Entries follow. Set all of them down as they stand.
^^^^^^^^
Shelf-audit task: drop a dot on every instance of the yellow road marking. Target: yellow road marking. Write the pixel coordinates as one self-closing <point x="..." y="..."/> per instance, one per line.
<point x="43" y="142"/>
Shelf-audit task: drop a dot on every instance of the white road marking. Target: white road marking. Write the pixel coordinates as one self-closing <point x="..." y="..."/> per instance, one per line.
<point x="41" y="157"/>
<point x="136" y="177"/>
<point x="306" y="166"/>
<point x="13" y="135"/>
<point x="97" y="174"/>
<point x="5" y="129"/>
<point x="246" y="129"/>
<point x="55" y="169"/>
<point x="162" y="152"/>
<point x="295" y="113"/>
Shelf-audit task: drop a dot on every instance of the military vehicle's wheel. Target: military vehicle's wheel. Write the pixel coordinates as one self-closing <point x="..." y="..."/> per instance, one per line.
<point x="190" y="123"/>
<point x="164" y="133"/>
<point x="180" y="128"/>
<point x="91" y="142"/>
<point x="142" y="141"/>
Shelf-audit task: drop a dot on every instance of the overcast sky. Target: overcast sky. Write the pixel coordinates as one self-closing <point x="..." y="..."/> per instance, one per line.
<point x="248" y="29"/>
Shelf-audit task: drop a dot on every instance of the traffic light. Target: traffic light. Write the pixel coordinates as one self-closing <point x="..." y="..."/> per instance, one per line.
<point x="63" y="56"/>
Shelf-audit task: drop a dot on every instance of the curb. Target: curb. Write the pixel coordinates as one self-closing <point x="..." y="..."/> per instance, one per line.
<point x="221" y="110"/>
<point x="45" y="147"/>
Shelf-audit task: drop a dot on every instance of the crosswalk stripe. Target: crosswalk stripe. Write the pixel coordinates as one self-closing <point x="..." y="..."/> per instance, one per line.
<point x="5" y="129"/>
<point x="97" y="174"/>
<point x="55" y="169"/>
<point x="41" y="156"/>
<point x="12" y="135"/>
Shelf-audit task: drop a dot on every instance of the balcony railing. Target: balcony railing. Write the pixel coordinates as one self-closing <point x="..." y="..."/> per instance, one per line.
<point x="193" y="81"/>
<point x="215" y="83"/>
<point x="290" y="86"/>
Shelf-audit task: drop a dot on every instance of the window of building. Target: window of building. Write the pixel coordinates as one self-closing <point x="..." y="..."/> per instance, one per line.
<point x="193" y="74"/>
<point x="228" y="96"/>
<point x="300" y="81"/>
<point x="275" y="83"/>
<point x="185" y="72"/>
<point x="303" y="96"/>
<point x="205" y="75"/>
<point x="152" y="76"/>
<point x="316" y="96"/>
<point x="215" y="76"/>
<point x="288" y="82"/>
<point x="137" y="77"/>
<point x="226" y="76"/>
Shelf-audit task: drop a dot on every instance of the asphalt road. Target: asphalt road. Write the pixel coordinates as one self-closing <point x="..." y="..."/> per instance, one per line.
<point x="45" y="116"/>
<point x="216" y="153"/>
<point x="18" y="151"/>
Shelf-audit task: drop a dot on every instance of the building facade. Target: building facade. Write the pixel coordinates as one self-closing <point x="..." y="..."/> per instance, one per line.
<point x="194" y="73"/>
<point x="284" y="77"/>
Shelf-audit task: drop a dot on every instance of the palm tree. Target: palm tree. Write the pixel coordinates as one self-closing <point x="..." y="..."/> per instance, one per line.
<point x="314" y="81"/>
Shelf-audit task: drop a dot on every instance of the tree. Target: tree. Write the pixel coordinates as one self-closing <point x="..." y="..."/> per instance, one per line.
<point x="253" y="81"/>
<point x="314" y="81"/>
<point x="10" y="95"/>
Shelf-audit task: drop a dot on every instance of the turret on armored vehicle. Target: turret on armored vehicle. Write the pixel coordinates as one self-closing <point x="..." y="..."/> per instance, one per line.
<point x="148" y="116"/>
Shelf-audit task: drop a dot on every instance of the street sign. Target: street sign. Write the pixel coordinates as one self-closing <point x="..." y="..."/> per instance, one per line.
^^^^^^^^
--- Task output ---
Shelf-audit task: drop a dot on every instance of the yellow road marking. Target: yellow road marking. Write the pixel coordinates as one self-closing <point x="..." y="..."/> per instance, one per line.
<point x="43" y="142"/>
Shelf-audit task: drop a dot on every instance of the white road marking. Target: white road marking. Write the pixel coordinates as one self-closing <point x="..." y="..."/> per instance, one per line.
<point x="41" y="157"/>
<point x="136" y="177"/>
<point x="306" y="166"/>
<point x="13" y="135"/>
<point x="97" y="174"/>
<point x="5" y="129"/>
<point x="246" y="129"/>
<point x="55" y="169"/>
<point x="162" y="152"/>
<point x="295" y="113"/>
Shelf-audit task: drop a dot on every instance of the military vehicle's wheel. Target: military vehicle's wheel. Write the pixel coordinates as one self-closing <point x="..." y="..."/> per instance, one per line.
<point x="190" y="123"/>
<point x="164" y="133"/>
<point x="180" y="128"/>
<point x="91" y="142"/>
<point x="142" y="141"/>
Shelf-audit task: drop a dot on every instance of the overcast sky. Target: overcast sky. Write the pixel coordinates as one self-closing <point x="..." y="..."/> per instance, one per line.
<point x="248" y="29"/>
Shelf-audit task: drop a dot on every instance of the traffic light. Target: traffic light. Write the pixel coordinates as one self-closing <point x="..." y="..."/> per instance, one per line.
<point x="63" y="56"/>
Shelf-audit task: drop a dot on every instance of the curb. Target: curb. Write the pixel coordinates as one self-closing <point x="..." y="..."/> per instance, one per line.
<point x="221" y="110"/>
<point x="45" y="147"/>
Shelf-audit task: drop a dot on every instance of the crosswalk stripe. Target: crosswalk stripe. Write the pixel coordinates as one self-closing <point x="..." y="..."/> per instance, one per line.
<point x="5" y="129"/>
<point x="97" y="174"/>
<point x="55" y="169"/>
<point x="41" y="156"/>
<point x="12" y="135"/>
Shelf-audit task: drop a dot on every instance of the balcony railing. Target: balcony railing. Write the pixel coordinates as one self-closing <point x="..." y="..."/> per instance, one per line.
<point x="193" y="81"/>
<point x="215" y="83"/>
<point x="290" y="86"/>
Shelf-audit task: drop a dot on every instance of the window of building. Target: window of building. Write the pixel coordinates as one self-closing <point x="..." y="..."/> per instance, one per line.
<point x="193" y="74"/>
<point x="228" y="96"/>
<point x="300" y="81"/>
<point x="275" y="83"/>
<point x="185" y="72"/>
<point x="303" y="96"/>
<point x="205" y="75"/>
<point x="152" y="76"/>
<point x="316" y="96"/>
<point x="215" y="76"/>
<point x="288" y="82"/>
<point x="137" y="77"/>
<point x="226" y="76"/>
Shelf-audit task: drop a dot on every instance of the asphalt road. Target: asphalt road. Write the pixel coordinates as one self-closing <point x="..." y="..."/> per instance, one per line.
<point x="45" y="116"/>
<point x="216" y="153"/>
<point x="18" y="151"/>
Shelf-audit task: drop a dot on every instance of the building facade. Target: building facade. Write the pixel coordinates as one self-closing <point x="..." y="..."/> per instance, one per line.
<point x="194" y="73"/>
<point x="284" y="77"/>
Shelf-audit task: drop a dot on every instance of the palm tree. Target: palm tree. Write the pixel coordinates as one self-closing <point x="..." y="..."/> per instance, one per line.
<point x="314" y="81"/>
Shelf-audit task: drop a dot on every instance of the tree. Target: tree. Write the pixel coordinates as one self-closing <point x="..." y="..."/> per instance, one per line.
<point x="253" y="81"/>
<point x="314" y="81"/>
<point x="10" y="95"/>
Shelf-audit task: drop a dot on every instance of the turret on armored vehicle. Target: turret on armored vehicle. Write the pixel coordinates as one self-closing <point x="..." y="..."/> per instance, one per line.
<point x="148" y="116"/>
Shelf-audit task: drop a dot on every instance of the street sign. Target: street sign. Write the pixel coordinates as one self-closing <point x="..." y="..."/> per instance, one per line.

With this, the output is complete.